Records from a point annotation dataset
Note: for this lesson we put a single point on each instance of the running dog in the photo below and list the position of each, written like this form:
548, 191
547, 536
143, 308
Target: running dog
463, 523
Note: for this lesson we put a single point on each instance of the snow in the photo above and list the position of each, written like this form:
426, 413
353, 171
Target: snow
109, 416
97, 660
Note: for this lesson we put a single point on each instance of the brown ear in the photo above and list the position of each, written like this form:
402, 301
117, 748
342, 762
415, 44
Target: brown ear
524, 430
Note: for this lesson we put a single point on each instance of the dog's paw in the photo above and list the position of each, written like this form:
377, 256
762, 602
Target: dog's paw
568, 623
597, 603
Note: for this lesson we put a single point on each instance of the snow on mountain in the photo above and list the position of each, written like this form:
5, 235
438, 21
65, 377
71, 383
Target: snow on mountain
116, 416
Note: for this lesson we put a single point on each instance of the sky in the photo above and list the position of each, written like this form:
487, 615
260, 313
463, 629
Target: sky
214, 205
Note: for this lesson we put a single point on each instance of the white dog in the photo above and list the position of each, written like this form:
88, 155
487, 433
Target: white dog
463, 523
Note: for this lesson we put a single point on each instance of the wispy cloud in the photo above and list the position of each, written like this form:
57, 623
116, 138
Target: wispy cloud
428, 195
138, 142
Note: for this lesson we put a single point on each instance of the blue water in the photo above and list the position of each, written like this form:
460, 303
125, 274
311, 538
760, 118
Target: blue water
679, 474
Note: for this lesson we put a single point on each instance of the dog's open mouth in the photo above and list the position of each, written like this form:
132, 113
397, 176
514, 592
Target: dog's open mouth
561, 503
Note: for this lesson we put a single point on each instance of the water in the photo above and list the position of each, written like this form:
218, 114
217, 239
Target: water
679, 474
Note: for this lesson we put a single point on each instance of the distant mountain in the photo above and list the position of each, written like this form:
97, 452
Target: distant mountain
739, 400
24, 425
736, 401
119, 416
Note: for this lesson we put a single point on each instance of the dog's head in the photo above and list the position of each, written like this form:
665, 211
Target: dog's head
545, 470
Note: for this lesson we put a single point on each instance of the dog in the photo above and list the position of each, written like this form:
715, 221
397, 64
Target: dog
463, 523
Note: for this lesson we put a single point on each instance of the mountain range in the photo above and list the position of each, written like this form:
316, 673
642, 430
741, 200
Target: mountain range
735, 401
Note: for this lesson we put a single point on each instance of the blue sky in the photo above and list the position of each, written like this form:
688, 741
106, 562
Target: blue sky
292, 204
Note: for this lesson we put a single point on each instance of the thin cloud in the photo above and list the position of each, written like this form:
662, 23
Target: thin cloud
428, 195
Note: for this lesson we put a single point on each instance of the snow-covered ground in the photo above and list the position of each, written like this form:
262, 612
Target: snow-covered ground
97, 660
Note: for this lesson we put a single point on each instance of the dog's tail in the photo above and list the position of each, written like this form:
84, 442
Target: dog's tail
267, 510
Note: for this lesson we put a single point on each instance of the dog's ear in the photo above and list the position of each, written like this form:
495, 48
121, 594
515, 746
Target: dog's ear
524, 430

* * *

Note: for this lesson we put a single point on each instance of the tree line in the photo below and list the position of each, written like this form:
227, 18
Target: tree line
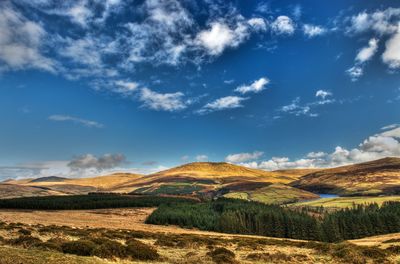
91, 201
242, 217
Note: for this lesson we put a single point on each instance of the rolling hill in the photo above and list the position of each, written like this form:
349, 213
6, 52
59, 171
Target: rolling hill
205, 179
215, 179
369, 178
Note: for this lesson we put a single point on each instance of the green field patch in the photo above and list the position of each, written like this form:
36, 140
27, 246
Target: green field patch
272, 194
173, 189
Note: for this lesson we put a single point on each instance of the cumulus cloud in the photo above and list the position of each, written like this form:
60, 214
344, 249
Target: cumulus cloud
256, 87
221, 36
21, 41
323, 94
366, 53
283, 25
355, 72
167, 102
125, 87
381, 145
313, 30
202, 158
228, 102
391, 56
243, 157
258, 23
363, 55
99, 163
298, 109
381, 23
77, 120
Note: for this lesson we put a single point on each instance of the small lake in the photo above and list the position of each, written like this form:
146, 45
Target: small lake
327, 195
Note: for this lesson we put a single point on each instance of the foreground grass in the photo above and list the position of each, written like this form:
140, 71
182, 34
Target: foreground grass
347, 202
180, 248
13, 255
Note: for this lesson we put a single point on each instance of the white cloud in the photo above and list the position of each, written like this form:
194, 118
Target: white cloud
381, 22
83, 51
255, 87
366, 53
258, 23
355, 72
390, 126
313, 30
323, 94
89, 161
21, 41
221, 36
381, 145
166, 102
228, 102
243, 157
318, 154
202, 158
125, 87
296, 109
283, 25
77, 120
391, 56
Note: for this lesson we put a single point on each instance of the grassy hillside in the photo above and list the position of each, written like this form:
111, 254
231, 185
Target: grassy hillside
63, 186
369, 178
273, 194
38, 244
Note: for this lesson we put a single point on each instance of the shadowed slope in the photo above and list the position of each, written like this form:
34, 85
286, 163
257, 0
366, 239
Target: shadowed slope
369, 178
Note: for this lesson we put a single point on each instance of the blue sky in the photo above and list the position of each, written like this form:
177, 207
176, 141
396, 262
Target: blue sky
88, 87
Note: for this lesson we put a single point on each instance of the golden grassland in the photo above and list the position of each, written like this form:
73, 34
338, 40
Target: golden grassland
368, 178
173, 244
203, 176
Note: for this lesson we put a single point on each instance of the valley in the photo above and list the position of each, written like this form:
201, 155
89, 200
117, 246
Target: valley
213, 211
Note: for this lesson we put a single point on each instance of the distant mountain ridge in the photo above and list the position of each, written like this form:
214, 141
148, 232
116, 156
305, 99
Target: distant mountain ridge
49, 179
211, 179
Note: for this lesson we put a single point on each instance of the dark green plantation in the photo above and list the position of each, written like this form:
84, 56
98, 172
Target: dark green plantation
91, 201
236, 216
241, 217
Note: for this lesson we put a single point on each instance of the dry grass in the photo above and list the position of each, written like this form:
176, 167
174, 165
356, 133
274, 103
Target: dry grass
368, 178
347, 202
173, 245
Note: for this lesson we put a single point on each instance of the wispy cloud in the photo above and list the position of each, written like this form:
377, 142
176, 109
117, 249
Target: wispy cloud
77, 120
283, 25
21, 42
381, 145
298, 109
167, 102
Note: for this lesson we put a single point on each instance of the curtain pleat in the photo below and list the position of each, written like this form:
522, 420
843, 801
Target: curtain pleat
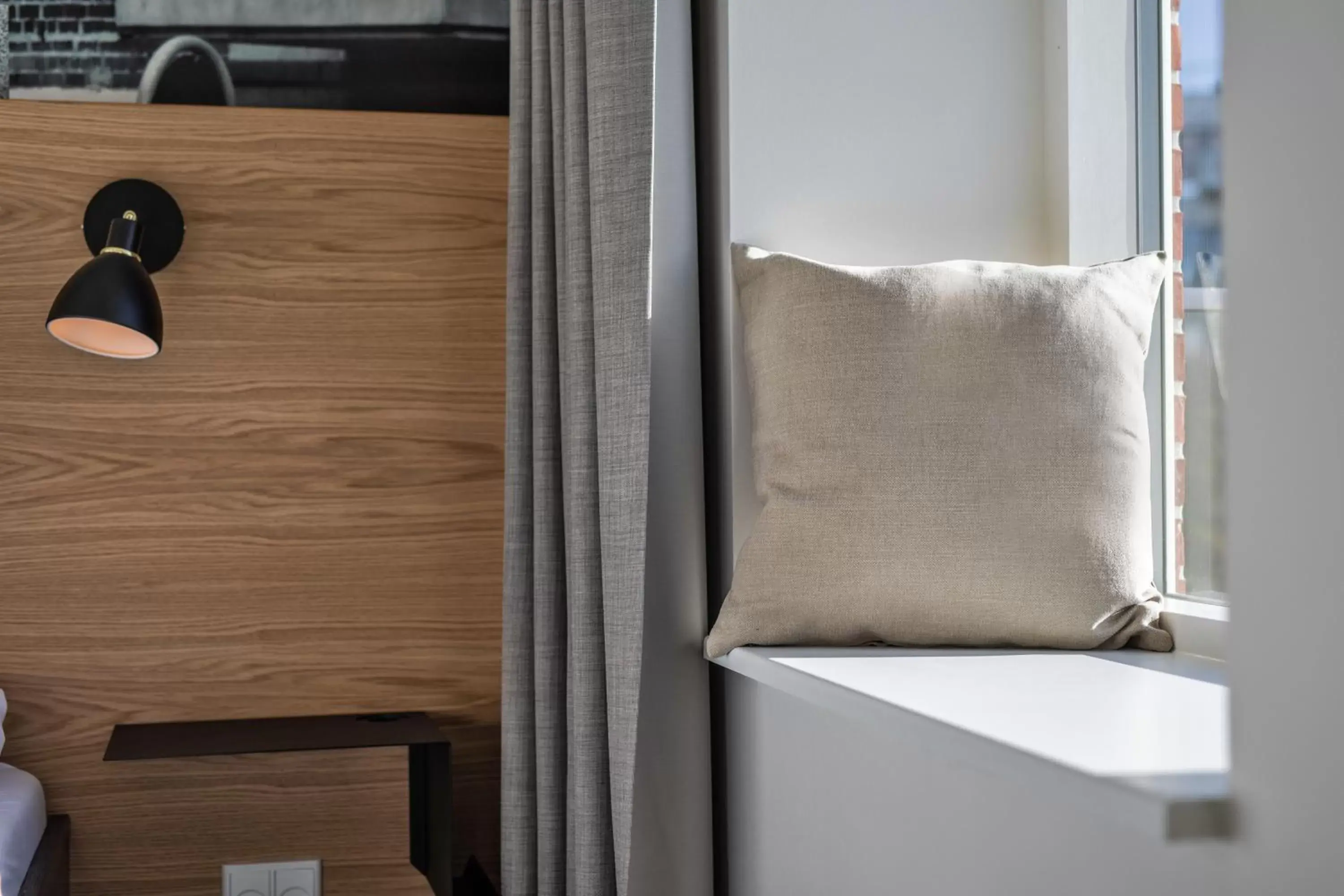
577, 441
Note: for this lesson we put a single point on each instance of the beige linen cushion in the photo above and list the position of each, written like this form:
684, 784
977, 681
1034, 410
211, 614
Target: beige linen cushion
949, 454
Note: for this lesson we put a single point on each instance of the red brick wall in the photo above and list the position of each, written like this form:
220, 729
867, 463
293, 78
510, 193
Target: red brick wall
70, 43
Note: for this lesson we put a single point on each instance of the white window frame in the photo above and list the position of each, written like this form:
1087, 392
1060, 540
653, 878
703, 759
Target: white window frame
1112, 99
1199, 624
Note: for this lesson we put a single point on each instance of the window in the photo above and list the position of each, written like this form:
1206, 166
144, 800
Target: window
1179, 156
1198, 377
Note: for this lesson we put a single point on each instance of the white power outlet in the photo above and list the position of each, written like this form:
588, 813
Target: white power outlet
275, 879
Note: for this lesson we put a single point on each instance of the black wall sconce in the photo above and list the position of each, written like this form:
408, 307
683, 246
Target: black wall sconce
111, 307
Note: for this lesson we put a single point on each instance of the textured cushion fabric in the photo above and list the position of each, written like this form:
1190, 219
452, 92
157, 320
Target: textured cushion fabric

* * *

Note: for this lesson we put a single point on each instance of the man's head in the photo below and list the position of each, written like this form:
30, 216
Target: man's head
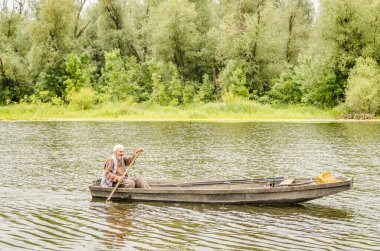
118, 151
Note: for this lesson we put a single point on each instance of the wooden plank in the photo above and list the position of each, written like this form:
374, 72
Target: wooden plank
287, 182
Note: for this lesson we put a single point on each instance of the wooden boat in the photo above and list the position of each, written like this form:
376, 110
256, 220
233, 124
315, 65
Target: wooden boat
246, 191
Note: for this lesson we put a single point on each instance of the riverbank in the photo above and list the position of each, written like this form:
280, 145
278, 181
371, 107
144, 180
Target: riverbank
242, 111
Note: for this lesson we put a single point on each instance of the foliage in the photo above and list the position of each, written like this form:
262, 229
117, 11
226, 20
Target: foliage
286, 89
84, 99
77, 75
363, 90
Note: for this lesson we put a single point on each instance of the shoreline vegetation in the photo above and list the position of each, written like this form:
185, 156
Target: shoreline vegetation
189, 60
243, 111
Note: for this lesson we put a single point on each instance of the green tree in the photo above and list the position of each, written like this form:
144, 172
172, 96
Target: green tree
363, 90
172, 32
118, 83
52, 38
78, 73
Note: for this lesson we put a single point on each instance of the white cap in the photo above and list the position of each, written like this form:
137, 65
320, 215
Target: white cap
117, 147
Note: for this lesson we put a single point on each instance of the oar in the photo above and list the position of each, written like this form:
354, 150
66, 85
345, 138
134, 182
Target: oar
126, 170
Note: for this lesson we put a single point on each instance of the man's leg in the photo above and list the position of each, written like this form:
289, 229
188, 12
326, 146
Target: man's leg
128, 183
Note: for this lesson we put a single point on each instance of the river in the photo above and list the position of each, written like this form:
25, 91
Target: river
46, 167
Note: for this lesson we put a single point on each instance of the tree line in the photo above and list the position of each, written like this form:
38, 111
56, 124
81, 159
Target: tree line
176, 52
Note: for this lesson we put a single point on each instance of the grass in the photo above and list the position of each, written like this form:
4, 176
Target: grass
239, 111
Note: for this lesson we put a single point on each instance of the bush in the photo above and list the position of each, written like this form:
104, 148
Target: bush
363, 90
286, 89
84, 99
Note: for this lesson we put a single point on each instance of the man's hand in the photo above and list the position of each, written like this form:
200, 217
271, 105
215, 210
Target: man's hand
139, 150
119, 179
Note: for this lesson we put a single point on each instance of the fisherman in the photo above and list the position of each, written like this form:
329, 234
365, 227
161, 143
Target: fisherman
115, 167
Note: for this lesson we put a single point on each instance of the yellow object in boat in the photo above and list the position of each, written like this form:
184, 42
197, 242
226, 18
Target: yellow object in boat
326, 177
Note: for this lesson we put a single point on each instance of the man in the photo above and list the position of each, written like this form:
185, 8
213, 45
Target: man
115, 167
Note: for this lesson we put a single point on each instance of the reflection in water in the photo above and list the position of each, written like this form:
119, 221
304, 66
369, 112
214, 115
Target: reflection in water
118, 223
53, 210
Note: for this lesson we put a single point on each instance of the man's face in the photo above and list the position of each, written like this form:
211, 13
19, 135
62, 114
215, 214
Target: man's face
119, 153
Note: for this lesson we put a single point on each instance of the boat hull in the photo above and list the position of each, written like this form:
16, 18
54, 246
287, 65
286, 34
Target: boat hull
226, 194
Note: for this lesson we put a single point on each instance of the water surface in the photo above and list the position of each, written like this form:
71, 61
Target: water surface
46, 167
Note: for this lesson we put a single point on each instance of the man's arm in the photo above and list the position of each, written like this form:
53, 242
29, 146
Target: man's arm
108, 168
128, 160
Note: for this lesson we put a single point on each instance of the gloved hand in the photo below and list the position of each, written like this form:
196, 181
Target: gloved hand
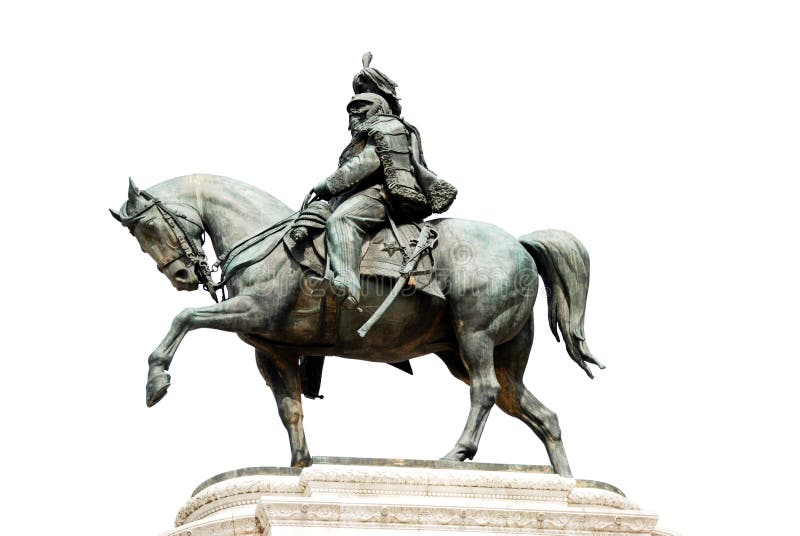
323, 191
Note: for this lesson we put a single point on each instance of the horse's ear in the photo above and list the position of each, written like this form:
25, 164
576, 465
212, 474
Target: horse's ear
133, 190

• **Given exercise**: Gather every line of the data above that contains the word "hillside", and copy each such line in full. The match is case-sensitive.

• **Output below**:
Note: for this lesson we put a single point on each instance of the grassy hillside in the photo above and list the position of each, written like this form:
Target: grassy hillside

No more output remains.